**Set task A:**
Output the passage of the piece on Montenegro's 2016 elections from "The Montenegrin democracy seems" up to and including "results confirm it.", copied word for word.

The Montenegrin democracy seems to be stuck between a rock and a hard place. The parliamentary elections on 16 October 2016 have highlighted longstanding political tensions and difficulties and put them in broad daylight, and the message for the Montenegrin democracy is indeed a difficult one. And the results confirm it.
One month after the elections, there is still no government, and the Parliament was constituted on 7th of November without the opposition, which does not recognise the results.
To highlight the tensions between the two main political blocks, the Prime Minister claims to have been the target of an attempted coup on election day, where the pro-Russian and pro-Serbian opposition would have orchestrated the plot and engaged Serbian and Russian citizens to carry it out.
The campaign was largely portrayed along two lines: first that the government under Prime Minister Djukanovic stands for the pro-EU and pro-NATO path towards a bright future, and that the opposition is backed by Russia, and the opposition’s claim that the government is corrupt and abusing its power. Both sides have credible arguments and the combination of them paints an ugly picture.
Given the accusations against the Prime Minister of involvement in organised crime, corruption and abuse of power, in combination with an opposition actively advocating closer ties with Russia rather than the EU and in particular NATO, the question is whether any of the options available is willing to actively strengthen democracy, rule of law and separation of powers.
2016 was a rather turbulent year for Montenegrin politics, when four new parties were born out of the already existing ones, and MPs changing allegiance within the Palriament,which makes direct comparison of electoral results somewhat difficult. To complicate the comparison, also coalitions have changed. But nevertheless, the results are as follows, with incomplete figures from 2014 to give a broader picture:
|Party||Results 2016||Mandates||Results 2012||Difference|
|Democratic Party of Socialists of Montenegro, (DPS)||41.41||36||33||+3|
|Democratic Front (DF) (Coalition)||20.32||18||20||-2|
|Ključ (Coalition)||11.05||9||Not present||0|
|Democratic Montenegro (DCG)||10.8||8||Not present (new party)||0|
|Social Democratic Party of Montenegro (SDP)||5.23||4||6||-2|
|Social Democrats of Montenegro (SD)||3.26||2||Not present (new party)|
|Bosniak Party (BS)||3.16||2||3||-1|
|Albanians Decisively (AO) (Coalition)||1.27||1||Not present||0|
|Croatian Civic Initiative (HGI)||0.47||1||1||0|
The Parliament has 81 seats, with a threshold of 3%. Minority parties covering more than 15% of the population have a threshold of 0.7%, except from Croats, which have a lower limit of 0.3%.
The ruling DPS won an ambiguous victory, and needs to seek a coalition partner to secure a majority. It has long been in coalition with the SDP, which won 4 seats. That is not enough to form a government, even if the SD would be willing to enter into coalition with the DPS again.

**Stored data:**
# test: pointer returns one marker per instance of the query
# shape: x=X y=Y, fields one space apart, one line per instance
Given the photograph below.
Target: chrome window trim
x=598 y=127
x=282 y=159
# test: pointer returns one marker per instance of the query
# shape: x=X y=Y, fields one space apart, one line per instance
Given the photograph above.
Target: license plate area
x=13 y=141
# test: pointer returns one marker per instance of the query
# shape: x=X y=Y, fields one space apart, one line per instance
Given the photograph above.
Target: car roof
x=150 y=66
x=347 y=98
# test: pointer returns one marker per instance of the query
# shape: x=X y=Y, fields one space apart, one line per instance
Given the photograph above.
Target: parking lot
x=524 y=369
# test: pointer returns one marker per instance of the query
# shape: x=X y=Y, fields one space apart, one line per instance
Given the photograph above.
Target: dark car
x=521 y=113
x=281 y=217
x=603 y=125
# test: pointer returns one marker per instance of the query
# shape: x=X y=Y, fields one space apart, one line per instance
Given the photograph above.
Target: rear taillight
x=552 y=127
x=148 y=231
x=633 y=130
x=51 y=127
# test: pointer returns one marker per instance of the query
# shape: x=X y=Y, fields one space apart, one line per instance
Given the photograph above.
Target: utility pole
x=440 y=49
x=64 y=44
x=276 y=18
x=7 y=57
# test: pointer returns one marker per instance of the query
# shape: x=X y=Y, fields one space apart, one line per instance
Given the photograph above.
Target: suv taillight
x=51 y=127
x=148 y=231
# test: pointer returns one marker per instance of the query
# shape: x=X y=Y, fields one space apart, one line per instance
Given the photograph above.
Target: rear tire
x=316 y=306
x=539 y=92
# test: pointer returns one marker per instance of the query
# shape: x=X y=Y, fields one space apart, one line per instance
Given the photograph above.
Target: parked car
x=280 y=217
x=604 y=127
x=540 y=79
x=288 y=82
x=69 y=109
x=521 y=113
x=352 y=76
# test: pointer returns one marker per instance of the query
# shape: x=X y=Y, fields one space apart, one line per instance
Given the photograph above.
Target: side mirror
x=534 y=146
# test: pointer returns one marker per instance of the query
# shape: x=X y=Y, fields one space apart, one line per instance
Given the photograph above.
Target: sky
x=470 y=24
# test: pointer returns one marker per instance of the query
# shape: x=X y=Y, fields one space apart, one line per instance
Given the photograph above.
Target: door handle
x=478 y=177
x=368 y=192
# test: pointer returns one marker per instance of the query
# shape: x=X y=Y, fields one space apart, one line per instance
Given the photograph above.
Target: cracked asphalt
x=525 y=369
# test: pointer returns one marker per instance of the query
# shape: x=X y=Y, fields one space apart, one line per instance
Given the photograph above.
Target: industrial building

**Set task B:**
Return the records unchanged, starting at their very first line and going up to and including the line with "x=282 y=159".

**Correct response A:**
The Montenegrin democracy seems to be stuck between a rock and a hard place. The parliamentary elections on 16 October 2016 have highlighted longstanding political tensions and difficulties and put them in broad daylight, and the message for the Montenegrin democracy is indeed a difficult one. And the results confirm it.

**Correct response B:**
# test: pointer returns one marker per instance of the query
# shape: x=X y=Y, fields one space apart, one line per instance
Given the photograph below.
Target: chrome window trim
x=598 y=127
x=282 y=159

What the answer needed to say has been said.